*** Block opens ***
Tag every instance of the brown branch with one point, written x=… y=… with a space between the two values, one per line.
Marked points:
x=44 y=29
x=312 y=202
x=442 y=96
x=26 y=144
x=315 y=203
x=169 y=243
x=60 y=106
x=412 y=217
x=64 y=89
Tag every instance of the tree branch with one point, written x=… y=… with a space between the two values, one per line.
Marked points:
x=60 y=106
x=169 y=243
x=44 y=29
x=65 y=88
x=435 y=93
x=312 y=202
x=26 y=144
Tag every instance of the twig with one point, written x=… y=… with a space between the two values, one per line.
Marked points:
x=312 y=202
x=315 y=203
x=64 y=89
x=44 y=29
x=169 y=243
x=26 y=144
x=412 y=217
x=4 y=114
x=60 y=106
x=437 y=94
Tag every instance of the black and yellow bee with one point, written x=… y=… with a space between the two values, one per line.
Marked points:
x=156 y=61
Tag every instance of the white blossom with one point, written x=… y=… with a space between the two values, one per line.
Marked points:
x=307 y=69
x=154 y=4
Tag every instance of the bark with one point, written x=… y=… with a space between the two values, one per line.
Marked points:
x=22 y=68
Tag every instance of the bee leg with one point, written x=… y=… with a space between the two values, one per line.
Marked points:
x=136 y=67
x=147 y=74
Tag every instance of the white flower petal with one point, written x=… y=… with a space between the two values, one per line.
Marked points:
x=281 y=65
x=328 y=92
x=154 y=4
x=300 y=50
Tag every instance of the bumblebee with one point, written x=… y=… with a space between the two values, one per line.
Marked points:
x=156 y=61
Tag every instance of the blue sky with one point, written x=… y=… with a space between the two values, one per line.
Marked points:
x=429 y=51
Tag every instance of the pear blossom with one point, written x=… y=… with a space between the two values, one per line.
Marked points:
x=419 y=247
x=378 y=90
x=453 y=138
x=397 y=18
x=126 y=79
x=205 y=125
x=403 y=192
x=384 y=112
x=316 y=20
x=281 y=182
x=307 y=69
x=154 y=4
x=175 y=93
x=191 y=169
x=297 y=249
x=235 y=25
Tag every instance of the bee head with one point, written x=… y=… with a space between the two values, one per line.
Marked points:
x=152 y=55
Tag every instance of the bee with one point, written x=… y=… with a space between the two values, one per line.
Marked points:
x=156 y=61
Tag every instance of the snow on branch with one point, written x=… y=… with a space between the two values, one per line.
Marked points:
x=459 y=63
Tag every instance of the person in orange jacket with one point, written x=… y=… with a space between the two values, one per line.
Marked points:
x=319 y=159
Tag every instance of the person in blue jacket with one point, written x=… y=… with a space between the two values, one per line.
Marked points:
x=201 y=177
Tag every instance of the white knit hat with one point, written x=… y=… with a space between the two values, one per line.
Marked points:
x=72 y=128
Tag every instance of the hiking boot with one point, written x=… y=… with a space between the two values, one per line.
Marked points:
*** Block closes ***
Your instructions> The required output is the whole listing, printed again exactly.

Solution to the exercise>
Tag every instance of the brown branch with one point, written x=… y=… with a space between the two values, one per line.
Marked points:
x=44 y=29
x=312 y=202
x=442 y=96
x=26 y=144
x=315 y=203
x=169 y=243
x=60 y=106
x=412 y=217
x=64 y=89
Tag every instance of the tree branch with one point, written x=… y=… with a space between the two values, one per line.
Marked points:
x=60 y=106
x=169 y=243
x=44 y=29
x=65 y=88
x=435 y=93
x=312 y=202
x=26 y=144
Tag every instance of the twig with one point, written x=… y=… with a space between the two values, one per line.
Marked points:
x=312 y=202
x=315 y=203
x=64 y=89
x=44 y=29
x=169 y=243
x=26 y=144
x=412 y=217
x=4 y=114
x=60 y=106
x=437 y=94
Tag every instance of the black and yellow bee with one point, written x=… y=… with a space between the two values, one per line.
Marked points:
x=156 y=61
Tag every instance of the white blossom with one point, written x=… y=… with a space between the two values, one per line.
Marked points:
x=307 y=69
x=154 y=4
Tag every instance of the bark with one point, written x=… y=… with a space between the two values, one per line.
Marked points:
x=22 y=68
Tag every instance of the bee leg with one point, written x=… y=… with a space between the two values, one per line.
Marked points:
x=136 y=67
x=147 y=74
Tag every instance of the white flower petal with one point, written x=… y=… with a space between the two values, one per line.
Marked points:
x=281 y=65
x=328 y=92
x=154 y=4
x=300 y=50
Tag every instance of the bumblebee with one point, written x=… y=… with a space between the two values, one per line.
Marked points:
x=156 y=61
Tag every instance of the blue sky with one point, written x=… y=… with a space between the two values, one per line.
Marked points:
x=429 y=51
Tag every instance of the pear blossom with one point, written x=… y=… with a space between the two values, one per line.
Marked points:
x=419 y=247
x=378 y=90
x=453 y=138
x=397 y=18
x=126 y=79
x=205 y=125
x=403 y=192
x=384 y=112
x=316 y=20
x=281 y=182
x=307 y=69
x=154 y=4
x=175 y=93
x=191 y=169
x=297 y=249
x=235 y=25
Tag every instance of the bee head with one point, written x=… y=… with a space between the two values, one per line.
Marked points:
x=152 y=55
Tag every instance of the bee with one point, written x=… y=… with a space between the two values, one per line.
Marked points:
x=156 y=61
Tag every instance of the snow on branch with one point, written x=… y=… with a space between the two values, one per line.
Marked points:
x=459 y=63
Tag every instance of the person in orange jacket with one point, written x=… y=… with a space between the two values, one per line.
Marked points:
x=319 y=159
Tag every instance of the person in blue jacket with one point, written x=… y=… with a space between the two values, one per line.
Marked points:
x=201 y=177
Tag every instance of the white knit hat with one point, written x=… y=… with a space between the two values, one per line.
Marked points:
x=72 y=128
Tag every instance of the hiking boot with one point, written x=… y=… with a space between the two values, one per line.
Marked points:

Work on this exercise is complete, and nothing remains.